Executive Summary


A. Introduction

The National Information Infrastructure will usher in the Information Age for millions of Americans in all walks of life. This infrastructure will open up vast new markets in information services and will support large-scale applications in strategic areas such as health care, education, manufacturing, commerce, finance and government. End-user applications will range from basic data processing services, such as payroll and client billing, to advanced business and consumer services such as dependable routine and emergency access to medical data, programmable manufacturing processes that can quickly adapt to the changing demands of the marketplace, lifelong education and job training services.

The infrastructure will support these applications by providing:

  • 1) Thousands of large information repositories that can be searched electronically for specified kinds of information (e.g., medical images and videos, electronic libraries, product information and business investment profiles).

  • 2) Wide-bandwidth data networks and information appliances that provide every home and business in the nation with access to shared information repositories.

  • 3) Advanced communication and information access services that can be used as building blocks for the development of affordable, interoperable, easy-to-use applications that have an appropriate level of security and dependability.

  • Because electronic delivery can provide tremendously greater accessibility and efficiency than traditional methods of delivering services, this information infrastructure, like the telephone system, has the potential to greatly improve the economic well-being, social welfare and quality of life for all Americans. The vision for the NII is that the economic welfare of the nation will be improved by the creation of entirely new markets, by services that allow businesses to compete successfully in international markets, by a better educated workforce, by increased efficiency and a reduced cost of providing government services, and by lower-cost, high-quality health care. The social welfare of the nation will be improved by access to government services and state-of-the-art educational opportunities (preschool through adult education and job training programs) through affordable information appliances that include the next-generation television sets. The quality of life will be improved by, for example, simpler access to government services, affordable access to quality health care, a stronger economy and vastly improved consumer services.

### Activity list
[1] Answer these questions from the executive summary on the National Information Infrastructure:
(a) Which strategic areas does it name for large-scale applications?
(b) What existing system does it liken the information infrastructure to?
(c) What does it say the affordable information appliances include?
[2] Carry the executive summary on the National Information Infrastructure forward from its final sentence.

### Supplied information
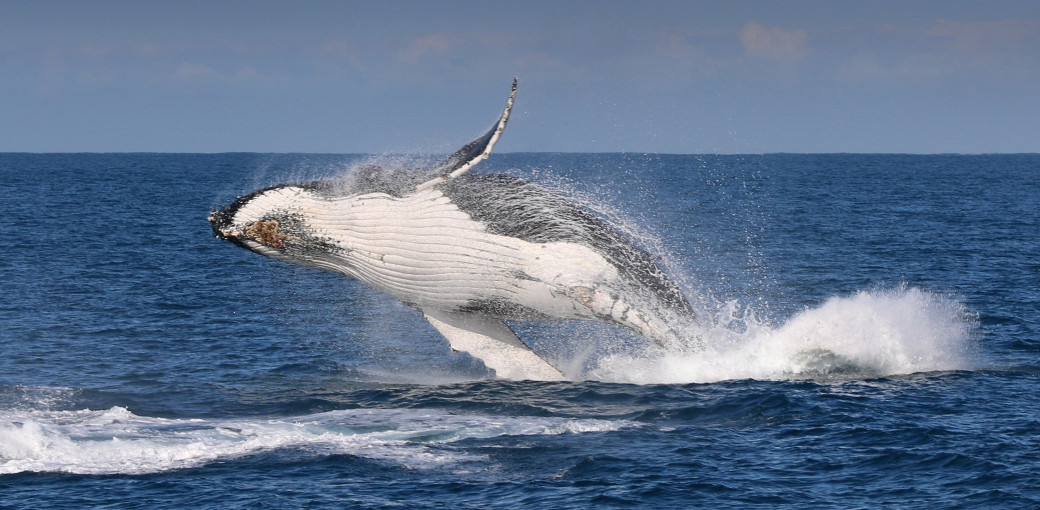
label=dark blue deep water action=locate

### Answers to the exercises
[1]
(a) Health care, education, manufacturing, commerce, finance and government.
(b) The telephone system.
(c) The next-generation television sets.

[2]
    The information infrastructure envisioned above is many orders of magnitude more powerful than existing facilities such as the Internet. Its creation requires advancing into unknown territory, which in turn requires substantial research and development efforts aimed at 1) scaling up existing information technologies and services, 2) integrating these information technologies with advanced voice and video communication technologies, and 3) developing new technologies that address key issues such as advanced information storage and retrieval, ease of use, interoperability, dependability and manageability in this integrated, multimedia setting. These research and development efforts will take place in parallel with multi-supplier development of products that refine the results of the research and development efforts and collectively form the NII.

    The realization of the NII will require long-term collaboration among industry, academia and government. A coordinated strategy with complementary investment is needed. The federal government has at least two significant roles to play in the development of the NII. The first is to devise and implement effective policies that enable the development of a coherent infrastructure while allowing competitive market forces to drive the creation of products and services that make up the infrastructure. The second is to foster and support a long-range research program to address many technical problems that are key to the success of the NII. The government has a particular responsibility to support research that has higher risk and/or longer horizons than the research that can be funded by industry. The government also has particular responsibility to support research for which great public benefit will be derived from the shared use of the research results. An appropriate federal research program, in which cooperating researchers from many institutions share experiences, approaches, successes and failures, will complement substantial industry investment in the research and development of needed technologies.

    In response to interest expressed by the administration and as part of a continuing public sector/private sector dialogue, this report outlines consensus recommendations by leading academic and industrial researchers for a federal research and development agenda for the NII. Section B of this summary identifies the broad technical challenges that must be addressed by the agenda. Section C summarizes the recommended research and development agenda related to each broad technical challenge, and Section D provides the rationale for government investment in the research agenda. The remainder of the report provides background information on how the consensus recommendations were formulated, further details on the broad opportunities and technical challenges, and a more complete description of the recommended research agenda.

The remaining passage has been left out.